- Goal of the exercise -
Render everything from the start of the lines down to the line containing "box: [444, 178, 571, 219]" as a JSON list of strings, with one string per line and blank lines omitted. Leave the pictures out of the answer.

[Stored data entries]
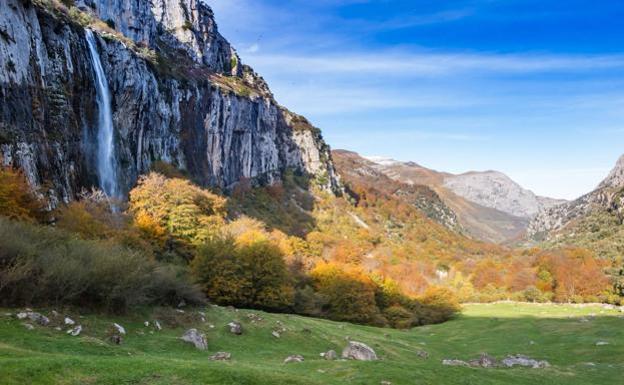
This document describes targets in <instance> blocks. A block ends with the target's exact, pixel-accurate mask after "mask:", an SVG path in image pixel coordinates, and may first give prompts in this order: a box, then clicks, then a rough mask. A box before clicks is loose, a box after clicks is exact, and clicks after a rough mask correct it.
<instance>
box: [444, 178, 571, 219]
mask: <svg viewBox="0 0 624 385" xmlns="http://www.w3.org/2000/svg"><path fill="white" fill-rule="evenodd" d="M444 185H445V186H446V187H447V188H449V189H450V190H451V191H453V192H454V193H455V194H457V195H459V196H462V197H464V198H466V199H468V200H470V201H472V202H475V203H478V204H480V205H482V206H485V207H490V208H493V209H496V210H499V211H502V212H505V213H508V214H511V215H514V216H516V217H521V218H531V217H533V216H535V215H536V214H537V213H538V212H540V211H541V210H544V209H547V208H549V207H552V206H555V205H557V204H559V203H562V201H558V200H556V199H550V198H544V197H539V196H537V195H535V194H534V193H533V192H532V191H529V190H527V189H524V188H522V187H521V186H520V185H519V184H518V183H516V182H514V181H513V180H512V179H511V178H509V177H508V176H507V175H505V174H503V173H501V172H497V171H486V172H469V173H465V174H461V175H453V176H449V177H446V178H445V180H444Z"/></svg>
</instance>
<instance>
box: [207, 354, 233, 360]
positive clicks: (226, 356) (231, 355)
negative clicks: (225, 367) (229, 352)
mask: <svg viewBox="0 0 624 385" xmlns="http://www.w3.org/2000/svg"><path fill="white" fill-rule="evenodd" d="M230 358H232V354H230V353H228V352H216V353H215V354H213V355H212V356H210V357H208V359H209V360H210V361H229V360H230Z"/></svg>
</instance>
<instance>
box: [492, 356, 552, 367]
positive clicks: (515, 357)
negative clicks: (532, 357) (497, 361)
mask: <svg viewBox="0 0 624 385" xmlns="http://www.w3.org/2000/svg"><path fill="white" fill-rule="evenodd" d="M501 363H502V364H503V366H505V367H507V368H513V367H514V366H523V367H527V368H534V369H543V368H548V367H549V366H550V363H548V361H538V360H535V359H533V358H529V357H527V356H523V355H521V354H516V355H515V356H507V357H506V358H505V359H503V360H502V361H501Z"/></svg>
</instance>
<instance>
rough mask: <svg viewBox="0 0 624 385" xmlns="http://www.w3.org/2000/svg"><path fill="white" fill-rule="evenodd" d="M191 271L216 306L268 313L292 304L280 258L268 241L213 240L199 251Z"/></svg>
mask: <svg viewBox="0 0 624 385" xmlns="http://www.w3.org/2000/svg"><path fill="white" fill-rule="evenodd" d="M191 269H192V272H193V275H194V277H195V280H196V281H197V282H198V283H199V285H200V286H201V287H202V289H203V290H204V293H205V294H206V295H207V296H208V298H210V299H211V300H212V301H215V302H217V303H219V304H224V305H235V306H240V307H251V308H260V309H268V310H285V309H288V308H290V307H291V306H292V304H293V295H294V292H293V288H292V286H291V284H290V280H289V278H288V274H287V269H286V264H285V262H284V259H283V255H282V253H281V252H280V250H279V249H278V248H277V247H276V246H274V245H272V244H271V243H270V242H269V241H267V240H256V241H251V242H239V243H236V242H235V241H234V240H233V239H232V238H220V237H218V238H215V239H212V240H210V241H208V242H206V243H205V244H204V245H202V246H201V247H199V249H198V253H197V256H196V257H195V259H194V260H193V261H192V262H191Z"/></svg>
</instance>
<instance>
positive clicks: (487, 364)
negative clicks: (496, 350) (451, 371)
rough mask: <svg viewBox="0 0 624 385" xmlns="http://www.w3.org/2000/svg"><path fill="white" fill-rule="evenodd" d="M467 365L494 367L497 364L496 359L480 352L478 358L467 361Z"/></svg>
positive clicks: (478, 367)
mask: <svg viewBox="0 0 624 385" xmlns="http://www.w3.org/2000/svg"><path fill="white" fill-rule="evenodd" d="M468 365H470V366H472V367H477V368H495V367H497V366H498V361H497V360H496V358H494V357H492V356H490V355H488V354H487V353H482V354H481V356H479V358H477V359H474V360H470V361H468Z"/></svg>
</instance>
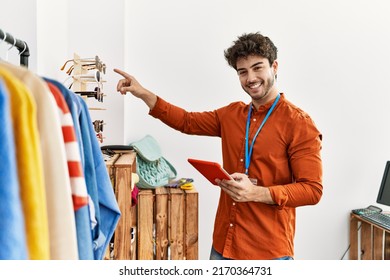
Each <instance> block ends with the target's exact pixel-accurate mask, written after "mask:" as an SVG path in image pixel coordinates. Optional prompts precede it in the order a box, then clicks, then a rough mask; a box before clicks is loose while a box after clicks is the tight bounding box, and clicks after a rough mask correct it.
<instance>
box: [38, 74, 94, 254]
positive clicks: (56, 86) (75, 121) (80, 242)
mask: <svg viewBox="0 0 390 280" xmlns="http://www.w3.org/2000/svg"><path fill="white" fill-rule="evenodd" d="M44 79H45V80H46V82H48V83H50V84H52V85H54V86H56V87H57V88H58V89H59V90H60V92H61V94H62V96H63V97H64V99H65V101H66V104H67V105H68V108H69V111H70V113H71V116H72V119H73V125H74V130H75V132H76V137H77V142H78V144H79V150H80V156H81V164H82V166H83V172H84V179H85V181H86V185H87V192H88V193H89V187H88V186H89V185H90V184H88V183H87V178H86V176H85V171H84V169H85V168H84V166H85V160H84V147H83V140H82V137H81V128H80V115H81V111H82V106H81V104H80V101H79V99H78V98H77V96H76V95H75V94H74V93H73V92H72V91H70V90H69V89H67V88H66V87H65V86H64V85H63V84H62V83H60V82H58V81H56V80H53V79H48V78H44ZM88 203H89V205H91V204H92V203H93V202H92V199H89V201H88ZM90 208H91V209H94V208H95V207H93V205H92V207H82V208H80V209H79V210H77V211H76V212H75V220H76V231H77V245H78V253H79V259H80V260H93V259H94V253H93V245H92V243H93V240H92V231H91V227H92V225H91V224H92V223H93V224H96V222H92V220H94V221H96V219H95V214H94V213H93V211H92V210H91V211H90ZM90 213H91V214H90Z"/></svg>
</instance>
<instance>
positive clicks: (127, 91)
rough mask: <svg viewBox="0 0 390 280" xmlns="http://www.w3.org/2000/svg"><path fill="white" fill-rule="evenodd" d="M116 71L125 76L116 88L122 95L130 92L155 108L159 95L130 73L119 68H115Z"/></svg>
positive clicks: (124, 94)
mask: <svg viewBox="0 0 390 280" xmlns="http://www.w3.org/2000/svg"><path fill="white" fill-rule="evenodd" d="M114 72H115V73H118V74H119V75H121V76H122V77H123V79H120V80H119V81H118V84H117V86H116V90H117V91H118V92H120V93H121V94H122V95H126V93H127V92H130V93H131V94H132V95H134V96H135V97H138V98H141V99H142V100H143V101H144V102H145V103H146V105H148V106H149V108H150V109H153V107H154V105H155V104H156V102H157V96H156V95H155V94H154V93H152V92H150V91H149V90H147V89H145V88H144V87H142V86H141V84H140V83H139V82H138V81H137V80H136V79H135V78H134V77H133V76H131V75H130V74H128V73H126V72H124V71H122V70H119V69H114Z"/></svg>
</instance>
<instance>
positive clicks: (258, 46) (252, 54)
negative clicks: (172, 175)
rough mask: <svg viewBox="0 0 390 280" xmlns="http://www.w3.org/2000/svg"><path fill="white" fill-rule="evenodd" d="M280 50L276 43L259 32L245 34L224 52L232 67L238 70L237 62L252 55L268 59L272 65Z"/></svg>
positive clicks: (241, 35) (224, 53) (267, 37)
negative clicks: (275, 46) (258, 56)
mask: <svg viewBox="0 0 390 280" xmlns="http://www.w3.org/2000/svg"><path fill="white" fill-rule="evenodd" d="M277 52H278V49H277V48H276V47H275V45H274V43H272V41H271V40H270V39H269V38H268V37H266V36H263V35H261V34H260V33H259V32H256V33H248V34H243V35H241V36H239V37H238V39H237V40H236V41H234V42H233V45H232V46H231V47H230V48H228V49H227V50H225V51H224V54H225V59H226V61H227V62H228V63H229V65H230V66H231V67H233V68H234V69H236V70H237V60H238V59H239V58H246V57H248V56H250V55H259V56H262V57H265V58H267V59H268V61H269V64H270V65H272V63H274V61H275V60H276V59H277Z"/></svg>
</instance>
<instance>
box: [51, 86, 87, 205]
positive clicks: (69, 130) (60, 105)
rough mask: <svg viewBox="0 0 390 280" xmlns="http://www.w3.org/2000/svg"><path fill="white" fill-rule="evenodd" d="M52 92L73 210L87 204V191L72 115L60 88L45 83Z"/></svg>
mask: <svg viewBox="0 0 390 280" xmlns="http://www.w3.org/2000/svg"><path fill="white" fill-rule="evenodd" d="M47 84H48V86H49V88H50V91H51V92H52V94H53V96H54V98H55V100H56V103H57V106H58V109H59V114H60V119H61V126H62V134H63V136H64V142H65V149H66V157H67V161H68V170H69V176H70V185H71V188H72V200H73V208H74V211H77V210H78V209H80V208H81V207H83V206H86V205H88V192H87V185H86V183H85V177H84V174H83V167H82V164H81V155H80V148H79V144H78V142H77V137H76V133H75V130H74V123H73V119H72V115H71V113H70V111H69V108H68V105H67V104H66V100H65V99H64V97H63V96H62V94H61V92H60V90H59V89H58V88H57V87H56V86H55V85H53V84H51V83H50V82H48V83H47Z"/></svg>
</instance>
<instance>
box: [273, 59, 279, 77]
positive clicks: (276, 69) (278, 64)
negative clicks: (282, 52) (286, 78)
mask: <svg viewBox="0 0 390 280" xmlns="http://www.w3.org/2000/svg"><path fill="white" fill-rule="evenodd" d="M278 65H279V64H278V61H277V60H274V62H273V63H272V65H271V67H272V68H273V69H274V73H275V76H276V75H277V73H278Z"/></svg>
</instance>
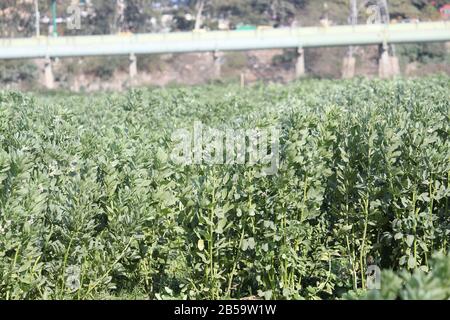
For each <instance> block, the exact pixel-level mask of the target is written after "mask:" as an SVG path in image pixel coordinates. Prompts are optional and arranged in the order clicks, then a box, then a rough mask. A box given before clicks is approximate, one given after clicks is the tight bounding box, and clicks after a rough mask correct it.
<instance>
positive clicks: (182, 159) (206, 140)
mask: <svg viewBox="0 0 450 320" xmlns="http://www.w3.org/2000/svg"><path fill="white" fill-rule="evenodd" d="M279 139H280V132H279V129H278V128H276V127H268V128H254V129H246V130H244V129H240V130H233V129H226V130H219V129H215V128H209V127H207V126H204V125H203V124H202V123H201V122H199V121H196V122H195V123H194V128H193V130H188V129H178V130H176V131H174V132H173V134H172V141H173V142H174V143H175V146H174V148H173V150H172V152H171V155H170V159H171V160H172V161H173V162H174V163H175V164H178V165H201V164H205V165H235V164H237V165H247V166H254V165H261V166H262V167H263V168H262V171H261V174H262V175H274V174H276V173H277V172H278V165H279Z"/></svg>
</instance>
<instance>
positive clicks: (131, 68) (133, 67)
mask: <svg viewBox="0 0 450 320" xmlns="http://www.w3.org/2000/svg"><path fill="white" fill-rule="evenodd" d="M136 76H137V58H136V55H135V54H134V53H132V54H130V79H134V78H135V77H136Z"/></svg>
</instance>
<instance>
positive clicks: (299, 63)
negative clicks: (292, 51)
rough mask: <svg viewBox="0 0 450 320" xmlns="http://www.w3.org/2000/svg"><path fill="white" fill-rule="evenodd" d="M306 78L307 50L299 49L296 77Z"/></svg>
mask: <svg viewBox="0 0 450 320" xmlns="http://www.w3.org/2000/svg"><path fill="white" fill-rule="evenodd" d="M304 76H305V50H304V49H303V48H297V62H296V63H295V77H296V78H301V77H304Z"/></svg>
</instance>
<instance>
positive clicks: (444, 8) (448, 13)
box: [439, 4, 450, 20]
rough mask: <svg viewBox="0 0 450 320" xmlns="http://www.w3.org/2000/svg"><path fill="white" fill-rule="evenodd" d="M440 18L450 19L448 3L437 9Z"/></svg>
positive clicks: (449, 10) (449, 7)
mask: <svg viewBox="0 0 450 320" xmlns="http://www.w3.org/2000/svg"><path fill="white" fill-rule="evenodd" d="M439 11H440V13H441V17H442V19H445V20H448V19H450V4H446V5H444V6H442V7H441V9H439Z"/></svg>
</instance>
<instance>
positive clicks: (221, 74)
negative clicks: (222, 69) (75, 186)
mask: <svg viewBox="0 0 450 320" xmlns="http://www.w3.org/2000/svg"><path fill="white" fill-rule="evenodd" d="M213 59H214V74H213V77H214V79H220V78H221V77H222V63H223V52H220V51H214V52H213Z"/></svg>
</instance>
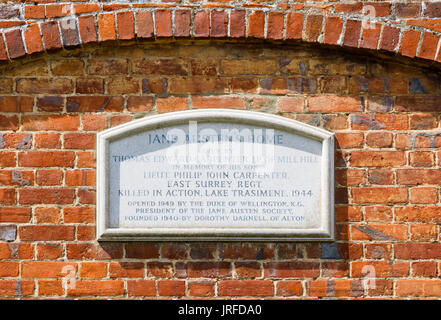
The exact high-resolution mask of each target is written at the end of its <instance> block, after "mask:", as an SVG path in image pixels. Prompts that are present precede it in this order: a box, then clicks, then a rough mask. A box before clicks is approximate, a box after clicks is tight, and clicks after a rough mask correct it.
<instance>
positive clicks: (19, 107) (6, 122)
mask: <svg viewBox="0 0 441 320" xmlns="http://www.w3.org/2000/svg"><path fill="white" fill-rule="evenodd" d="M20 107H21V106H20V100H19V99H18V98H17V97H11V96H3V97H0V110H2V112H20V111H21V110H20V109H21V108H20ZM31 111H32V110H31ZM11 118H12V117H7V116H5V118H4V119H3V120H2V124H1V125H3V126H6V125H7V122H8V120H7V119H11Z"/></svg>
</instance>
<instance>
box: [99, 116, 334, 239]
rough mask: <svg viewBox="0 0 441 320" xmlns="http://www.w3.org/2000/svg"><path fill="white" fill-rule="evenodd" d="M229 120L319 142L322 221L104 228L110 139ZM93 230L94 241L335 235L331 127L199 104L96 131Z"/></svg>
mask: <svg viewBox="0 0 441 320" xmlns="http://www.w3.org/2000/svg"><path fill="white" fill-rule="evenodd" d="M189 121H200V122H229V123H239V124H250V125H257V126H261V127H267V128H273V129H279V130H283V131H288V132H290V133H293V134H296V135H302V136H304V137H307V138H310V139H314V140H317V141H320V142H321V143H322V158H321V160H322V163H321V170H322V173H323V174H322V175H321V195H322V196H321V212H320V222H321V225H320V227H319V228H316V229H288V228H285V229H282V228H266V229H259V230H256V229H246V228H232V229H228V228H199V229H196V228H179V229H177V228H151V229H148V228H142V229H141V228H109V227H108V221H109V217H108V210H107V208H108V206H109V199H108V197H107V195H108V191H107V190H108V189H109V179H108V176H109V175H108V170H109V165H108V159H109V157H108V153H109V144H110V142H112V141H114V140H118V139H120V138H123V137H127V136H130V135H134V134H136V133H139V132H143V131H147V130H153V129H157V128H163V127H169V126H174V125H179V124H184V123H188V122H189ZM96 170H97V181H96V188H97V199H96V200H97V201H96V212H97V216H96V218H97V219H96V231H97V240H98V241H265V242H268V241H283V242H301V241H334V240H335V239H334V238H335V230H334V229H335V227H334V224H335V222H334V133H332V132H329V131H327V130H324V129H321V128H316V127H314V126H311V125H308V124H305V123H302V122H299V121H296V120H292V119H288V118H284V117H281V116H276V115H272V114H267V113H262V112H256V111H245V110H230V109H198V110H186V111H178V112H170V113H165V114H159V115H153V116H146V117H144V118H141V119H138V120H135V121H131V122H128V123H125V124H122V125H119V126H116V127H113V128H110V129H107V130H105V131H102V132H99V133H98V134H97V168H96Z"/></svg>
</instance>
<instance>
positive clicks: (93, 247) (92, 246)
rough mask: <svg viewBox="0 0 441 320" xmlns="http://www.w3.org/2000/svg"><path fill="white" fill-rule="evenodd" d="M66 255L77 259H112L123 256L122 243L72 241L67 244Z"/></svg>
mask: <svg viewBox="0 0 441 320" xmlns="http://www.w3.org/2000/svg"><path fill="white" fill-rule="evenodd" d="M66 256H67V258H68V259H75V260H112V259H121V258H122V257H123V247H122V245H121V244H112V243H110V244H109V243H107V244H96V243H71V244H66Z"/></svg>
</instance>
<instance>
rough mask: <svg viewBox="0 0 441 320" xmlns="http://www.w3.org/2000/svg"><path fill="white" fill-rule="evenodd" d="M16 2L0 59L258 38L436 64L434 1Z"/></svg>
mask: <svg viewBox="0 0 441 320" xmlns="http://www.w3.org/2000/svg"><path fill="white" fill-rule="evenodd" d="M22 2H23V1H10V3H12V4H7V5H4V6H3V7H1V8H0V18H3V19H4V20H0V28H1V30H2V38H3V39H2V40H3V41H0V60H9V59H16V58H19V57H23V56H26V55H29V54H35V53H39V52H43V51H48V50H53V49H59V48H63V47H64V48H69V47H75V46H79V45H82V44H87V43H96V42H104V41H111V40H134V39H158V38H193V39H199V38H209V39H219V38H224V39H240V38H242V39H253V38H258V39H268V40H287V41H291V40H302V41H305V42H311V43H321V44H326V45H337V46H343V47H352V48H353V47H355V48H362V49H368V50H371V51H384V52H392V53H396V54H399V55H402V56H407V57H410V58H414V57H417V58H421V59H425V60H431V61H437V62H441V52H440V50H439V47H440V35H441V33H440V31H441V2H429V3H427V4H423V3H401V2H396V1H393V2H372V3H370V2H349V3H338V2H326V1H324V2H323V3H314V4H306V3H304V2H302V1H298V2H284V1H266V2H262V1H259V0H256V1H246V2H233V1H228V0H220V1H218V2H213V1H208V2H204V1H182V2H181V1H160V2H149V3H98V2H92V3H91V2H82V3H81V2H75V3H70V2H67V3H61V4H54V3H52V2H54V1H52V0H47V1H38V2H39V3H38V4H27V1H26V4H17V3H22ZM46 2H47V3H46Z"/></svg>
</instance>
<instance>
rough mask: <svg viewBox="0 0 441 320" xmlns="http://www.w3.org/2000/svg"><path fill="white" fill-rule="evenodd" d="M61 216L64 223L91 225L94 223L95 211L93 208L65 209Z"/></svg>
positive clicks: (88, 207)
mask: <svg viewBox="0 0 441 320" xmlns="http://www.w3.org/2000/svg"><path fill="white" fill-rule="evenodd" d="M63 216H64V222H66V223H93V222H95V209H94V208H93V207H65V208H64V209H63Z"/></svg>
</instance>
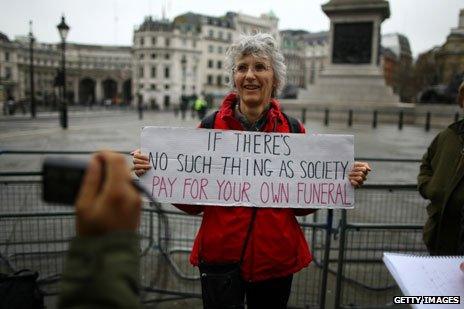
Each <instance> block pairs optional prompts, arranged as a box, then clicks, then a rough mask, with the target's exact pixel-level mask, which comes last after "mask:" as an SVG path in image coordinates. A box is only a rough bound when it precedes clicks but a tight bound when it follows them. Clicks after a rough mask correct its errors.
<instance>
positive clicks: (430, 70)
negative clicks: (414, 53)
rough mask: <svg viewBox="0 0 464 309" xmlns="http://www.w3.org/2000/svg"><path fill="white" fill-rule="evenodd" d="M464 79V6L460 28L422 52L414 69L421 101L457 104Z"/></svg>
mask: <svg viewBox="0 0 464 309" xmlns="http://www.w3.org/2000/svg"><path fill="white" fill-rule="evenodd" d="M463 81H464V9H462V10H461V11H460V13H459V21H458V27H457V28H454V29H452V30H451V32H450V34H449V35H448V37H447V39H446V42H445V43H444V44H443V45H442V46H436V47H434V48H432V49H431V50H429V51H427V52H425V53H422V54H420V55H419V57H418V59H417V61H416V63H415V68H414V92H415V93H417V100H418V101H419V102H443V103H454V102H455V101H456V94H457V90H458V87H459V85H460V84H461V83H462V82H463Z"/></svg>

- Result of this exercise -
[
  "This document describes targets in <instance> blocks. A block ends with the target's exact, pixel-accurate mask after \"mask:\", an SVG path in image pixel coordinates, and may first give prompts in this order: a box, then clicks, then a rough mask. A box before clicks is loose, a box after clicks is exact, and clicks after a rough mask correct it.",
  "<instance>",
  "box: [444, 178, 571, 219]"
]